## WRITTEN REQUEST
Pick out each line in the items below that contains the word "stone", and copy those lines.
=== RECORDS FOR THIS EXERCISE ===
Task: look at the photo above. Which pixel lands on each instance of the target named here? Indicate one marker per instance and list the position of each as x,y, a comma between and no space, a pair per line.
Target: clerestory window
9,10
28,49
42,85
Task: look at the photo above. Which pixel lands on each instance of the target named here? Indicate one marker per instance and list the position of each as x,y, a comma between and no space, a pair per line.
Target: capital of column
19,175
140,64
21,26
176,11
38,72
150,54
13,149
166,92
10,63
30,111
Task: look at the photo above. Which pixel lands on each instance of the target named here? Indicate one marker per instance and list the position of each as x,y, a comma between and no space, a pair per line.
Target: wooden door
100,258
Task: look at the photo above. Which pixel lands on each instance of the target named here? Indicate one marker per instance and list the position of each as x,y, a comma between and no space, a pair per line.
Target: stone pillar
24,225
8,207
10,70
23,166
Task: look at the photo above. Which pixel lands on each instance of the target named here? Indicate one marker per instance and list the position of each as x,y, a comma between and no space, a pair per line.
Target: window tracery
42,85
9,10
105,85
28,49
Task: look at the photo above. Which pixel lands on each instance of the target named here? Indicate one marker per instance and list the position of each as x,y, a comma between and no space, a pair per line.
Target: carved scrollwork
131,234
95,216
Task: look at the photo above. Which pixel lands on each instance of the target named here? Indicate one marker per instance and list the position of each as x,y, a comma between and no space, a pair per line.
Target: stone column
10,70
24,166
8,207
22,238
===
## EXERCISE SOLUTION
Target: stone pillar
Target: stone column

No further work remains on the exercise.